Page excerpt:
══════════

Back in the days when Mr Jobs was born, there were about 1200 adoptions a year in New Zealand. That rose steadily, as our prosperity improved, to a peak of more than 2500 in 1969, the year "illegitimate" status was abolished and unwed pregnancy began to lose its stigma. The number of adoptions gradually fell away year by year until the late 1970s, when abortion was decriminalised, and has gone down rapidly ever since. In the past 20 years, adoptions have varied between 230-odd in 1990 to a mere 40-odd in 2009.
There is no doubt that abortion, which soon became not just decriminalised but heavily promoted, has had the greatest effect on adoption, but there were other factors in play as well. It became easier to be a single mum when the Domestic Purposes Benefit was introduced in 1974, de facto relationships became more accepted, and better contraception was developed and became more easily available.

══════════

Requirement 1:
Answer these questions from the passage on adoption in New Zealand:
(a) In what year did adoptions peak at more than 2500?
(b) In what year was the Domestic Purposes Benefit introduced?
(c) About how many adoptions were there in 2009?
Requirement 2:
From the passage on adoption in New Zealand, return the portion starting with "There is no" and going on through "more easily available.".
Requirement 3:
Resume the passage on adoption in New Zealand, writing on from its final sentence.

══════════

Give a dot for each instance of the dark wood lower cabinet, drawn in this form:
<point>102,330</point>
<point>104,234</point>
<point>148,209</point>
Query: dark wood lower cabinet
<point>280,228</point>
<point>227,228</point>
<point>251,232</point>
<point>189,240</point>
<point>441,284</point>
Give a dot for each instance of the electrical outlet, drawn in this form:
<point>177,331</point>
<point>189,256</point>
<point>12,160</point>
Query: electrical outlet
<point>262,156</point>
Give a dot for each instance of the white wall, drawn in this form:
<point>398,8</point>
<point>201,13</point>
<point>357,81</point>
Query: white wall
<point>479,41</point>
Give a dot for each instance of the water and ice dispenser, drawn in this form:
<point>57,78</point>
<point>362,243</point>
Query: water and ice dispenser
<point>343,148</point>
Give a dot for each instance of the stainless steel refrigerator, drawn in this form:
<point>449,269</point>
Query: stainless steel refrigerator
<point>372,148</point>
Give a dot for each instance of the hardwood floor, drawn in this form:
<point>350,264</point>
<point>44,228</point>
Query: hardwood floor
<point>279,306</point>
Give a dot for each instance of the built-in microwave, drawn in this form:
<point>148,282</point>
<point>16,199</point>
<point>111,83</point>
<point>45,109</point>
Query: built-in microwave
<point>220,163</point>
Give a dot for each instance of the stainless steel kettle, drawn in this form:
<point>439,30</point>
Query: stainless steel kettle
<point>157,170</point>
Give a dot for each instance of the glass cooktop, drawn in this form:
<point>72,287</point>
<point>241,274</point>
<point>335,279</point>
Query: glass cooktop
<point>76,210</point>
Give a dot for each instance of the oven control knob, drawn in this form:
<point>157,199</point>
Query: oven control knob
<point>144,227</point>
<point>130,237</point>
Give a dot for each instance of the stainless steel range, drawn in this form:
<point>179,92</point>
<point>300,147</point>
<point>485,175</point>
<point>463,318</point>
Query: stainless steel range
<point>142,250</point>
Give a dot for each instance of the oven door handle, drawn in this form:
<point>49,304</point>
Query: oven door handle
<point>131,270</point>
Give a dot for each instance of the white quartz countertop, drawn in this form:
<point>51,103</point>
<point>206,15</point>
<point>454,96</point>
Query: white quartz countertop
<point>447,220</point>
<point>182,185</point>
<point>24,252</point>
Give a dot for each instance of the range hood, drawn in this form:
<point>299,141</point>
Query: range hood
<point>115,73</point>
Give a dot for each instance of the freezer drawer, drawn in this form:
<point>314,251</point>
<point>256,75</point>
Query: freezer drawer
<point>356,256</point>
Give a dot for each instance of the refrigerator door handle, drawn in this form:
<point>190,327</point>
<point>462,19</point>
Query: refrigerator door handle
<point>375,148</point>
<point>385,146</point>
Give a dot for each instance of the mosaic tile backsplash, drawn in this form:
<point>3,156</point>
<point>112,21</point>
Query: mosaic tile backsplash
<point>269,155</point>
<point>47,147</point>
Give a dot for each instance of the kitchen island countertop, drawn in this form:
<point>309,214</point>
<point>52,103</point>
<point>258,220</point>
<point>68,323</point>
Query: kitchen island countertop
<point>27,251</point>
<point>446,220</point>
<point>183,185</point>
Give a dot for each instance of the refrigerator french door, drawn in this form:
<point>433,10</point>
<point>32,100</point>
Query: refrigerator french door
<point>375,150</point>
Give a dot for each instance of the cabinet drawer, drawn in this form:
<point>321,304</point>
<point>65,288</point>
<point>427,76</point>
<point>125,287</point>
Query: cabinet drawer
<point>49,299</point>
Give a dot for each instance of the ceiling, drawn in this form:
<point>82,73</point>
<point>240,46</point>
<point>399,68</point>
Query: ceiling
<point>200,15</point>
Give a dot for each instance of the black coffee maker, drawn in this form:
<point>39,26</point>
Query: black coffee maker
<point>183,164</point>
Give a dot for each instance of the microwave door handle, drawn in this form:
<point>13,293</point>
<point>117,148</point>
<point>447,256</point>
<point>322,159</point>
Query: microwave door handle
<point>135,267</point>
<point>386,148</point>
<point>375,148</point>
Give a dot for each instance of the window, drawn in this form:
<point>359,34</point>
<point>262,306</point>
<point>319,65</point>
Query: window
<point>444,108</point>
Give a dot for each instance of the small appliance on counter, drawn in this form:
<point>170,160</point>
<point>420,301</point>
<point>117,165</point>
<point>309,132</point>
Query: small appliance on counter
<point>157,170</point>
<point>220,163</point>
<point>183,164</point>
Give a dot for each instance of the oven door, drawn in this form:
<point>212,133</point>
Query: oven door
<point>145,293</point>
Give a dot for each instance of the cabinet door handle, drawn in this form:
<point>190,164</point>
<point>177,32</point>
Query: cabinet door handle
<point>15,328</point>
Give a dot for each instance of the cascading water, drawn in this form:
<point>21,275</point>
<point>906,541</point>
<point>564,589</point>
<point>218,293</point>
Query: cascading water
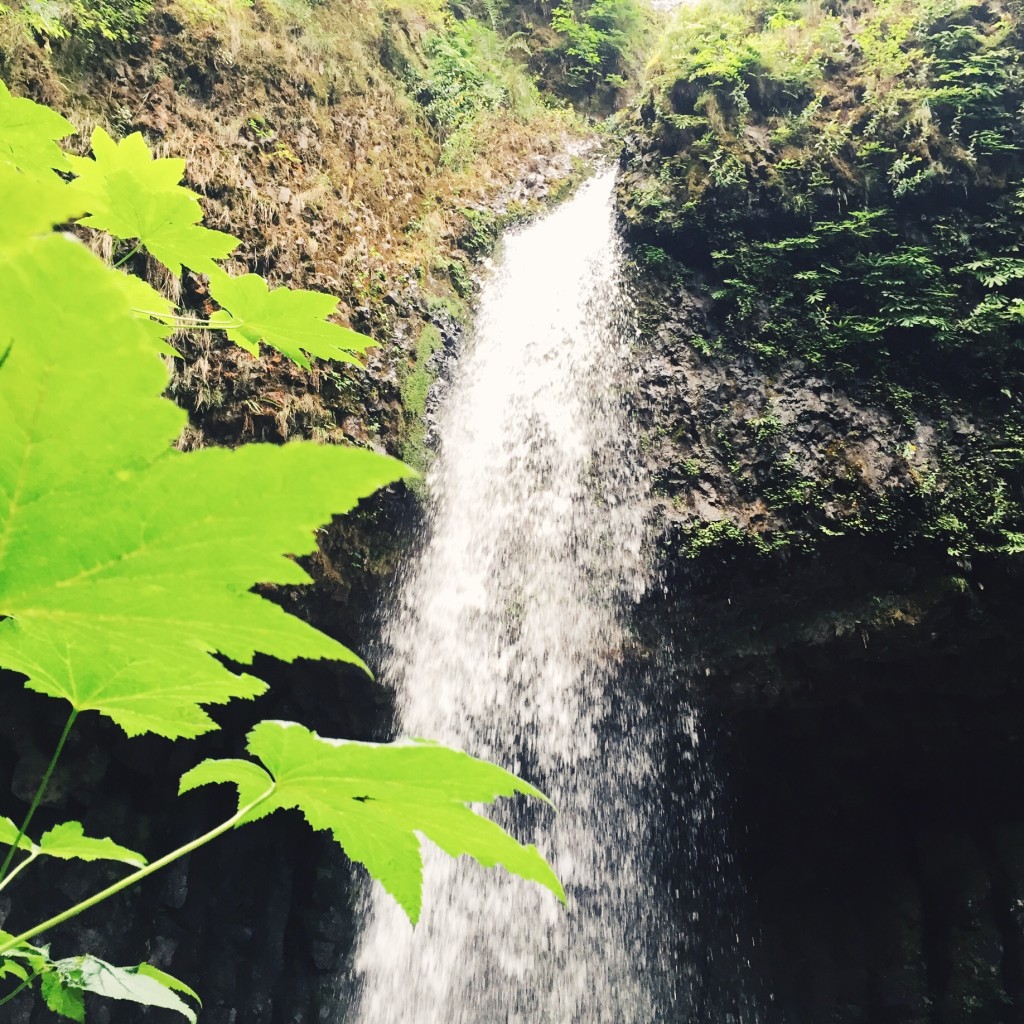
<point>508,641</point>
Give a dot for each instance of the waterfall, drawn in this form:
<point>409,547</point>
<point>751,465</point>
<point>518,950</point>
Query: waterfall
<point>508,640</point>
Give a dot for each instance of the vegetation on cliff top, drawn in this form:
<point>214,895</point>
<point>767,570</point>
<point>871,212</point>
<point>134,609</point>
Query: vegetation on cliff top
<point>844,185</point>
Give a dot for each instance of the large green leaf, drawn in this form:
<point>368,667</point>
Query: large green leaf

══════════

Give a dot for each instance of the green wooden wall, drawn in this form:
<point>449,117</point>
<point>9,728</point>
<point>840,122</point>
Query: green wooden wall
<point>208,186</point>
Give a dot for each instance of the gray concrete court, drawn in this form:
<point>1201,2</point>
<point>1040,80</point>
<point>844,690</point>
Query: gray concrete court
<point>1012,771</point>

══════════

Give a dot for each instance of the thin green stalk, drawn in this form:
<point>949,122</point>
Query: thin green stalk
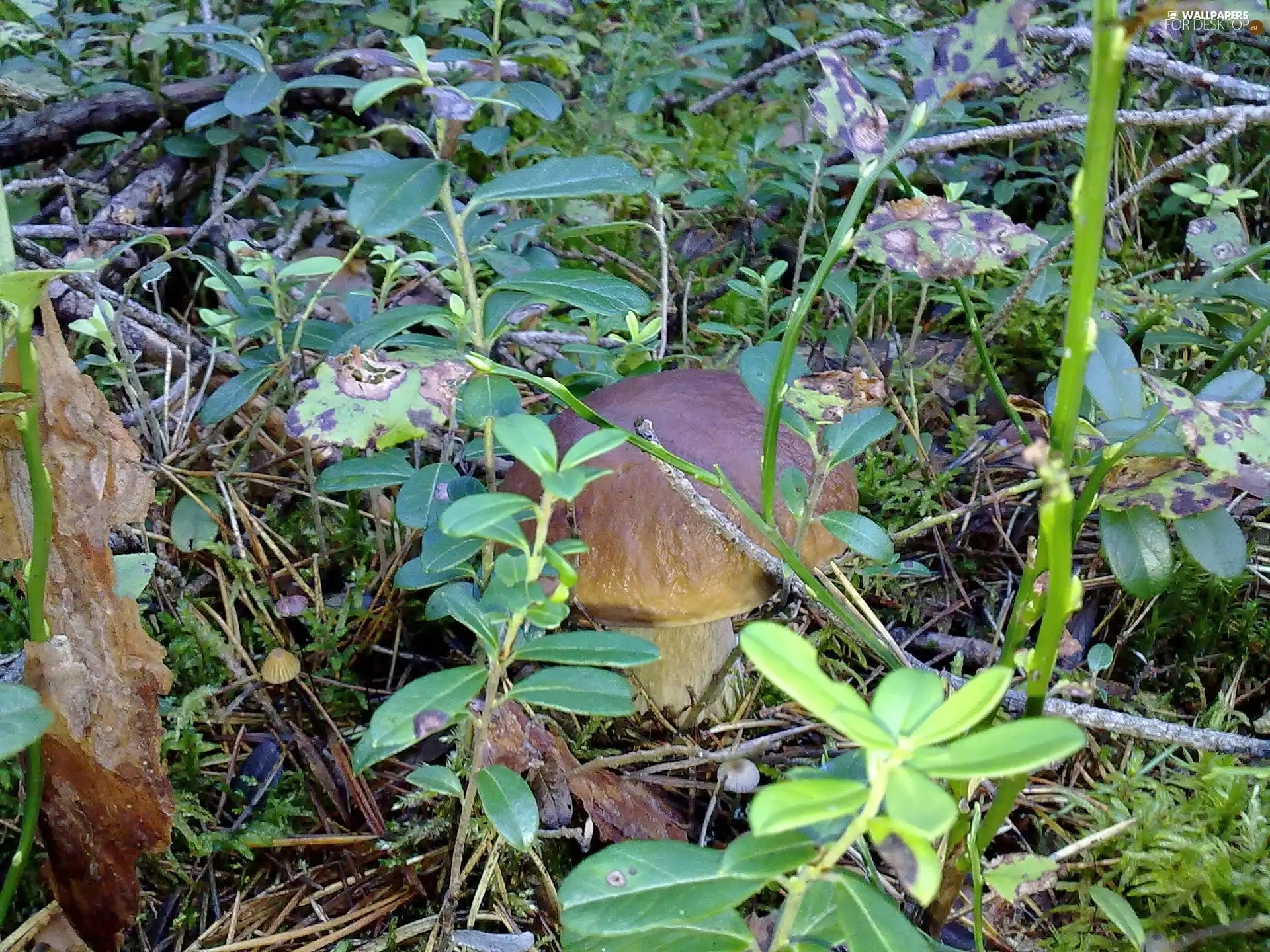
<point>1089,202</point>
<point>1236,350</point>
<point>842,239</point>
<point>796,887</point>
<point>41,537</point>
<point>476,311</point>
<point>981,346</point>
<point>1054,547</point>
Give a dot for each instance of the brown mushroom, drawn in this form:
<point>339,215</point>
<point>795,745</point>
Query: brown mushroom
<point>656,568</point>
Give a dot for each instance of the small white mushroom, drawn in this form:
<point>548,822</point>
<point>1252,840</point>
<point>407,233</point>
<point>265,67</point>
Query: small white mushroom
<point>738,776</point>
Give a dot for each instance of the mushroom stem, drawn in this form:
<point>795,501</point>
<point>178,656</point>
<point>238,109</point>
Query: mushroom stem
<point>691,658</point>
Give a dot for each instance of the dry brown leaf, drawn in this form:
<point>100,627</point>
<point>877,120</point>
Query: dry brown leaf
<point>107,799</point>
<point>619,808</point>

══════════

Task answer 1:
(a) 1969
(b) 1974
(c) 40-odd

Task answer 2:
There is no doubt that abortion, which soon became not just decriminalised but heavily promoted, has had the greatest effect on adoption, but there were other factors in play as well. It became easier to be a single mum when the Domestic Purposes Benefit was introduced in 1974, de facto relationships became more accepted, and better contraception was developed and became more easily available.

Task answer 3:
It makes me infinitely sad that something like 18,000 potential New Zealanders are destroyed in the womb every year in this country, yet only 40 or so are available for adoption. It is intensely ironic to me that, while we abort so many babies every year, the state and individuals pay millions of dollars to fertility clinics which do their damnedest to create pregnancies.
Ken Orr again: "Aborted babies are deemed to be of little worth. How many of these children might, like Steve Jobs, have made an outstanding contribution to society if only they had been allowed to live. Each one of these children was conceived with special gifts. We should in sorrow mourn our irreparable loss."
Sadly, there is little chance of any relief from the obscenity of abortion. Politicians don't want to know. The leaders of the National, Labour and Maori parties declined to answer questions on that subject, and other family issues, put to them by Family First for its triennial "Value Your Vote" pamphlet.
And earlier this year the Supreme Court declined Right to Life's application to appeal to it on the question of the status of the unborn child as a human being endowed with a right to life, after the Court of Appeal declared in a judgment that the unborn child does not have a right to life.
Yet Justice Forrest Miller opined in the High Court last year: "The rule according human rights only at birth is founded on convenience rather than medical or moral grounds."
So all one can do is praise God there are still people deeply committed personally and financially to lost causes. May St Jude ever smile on their struggles.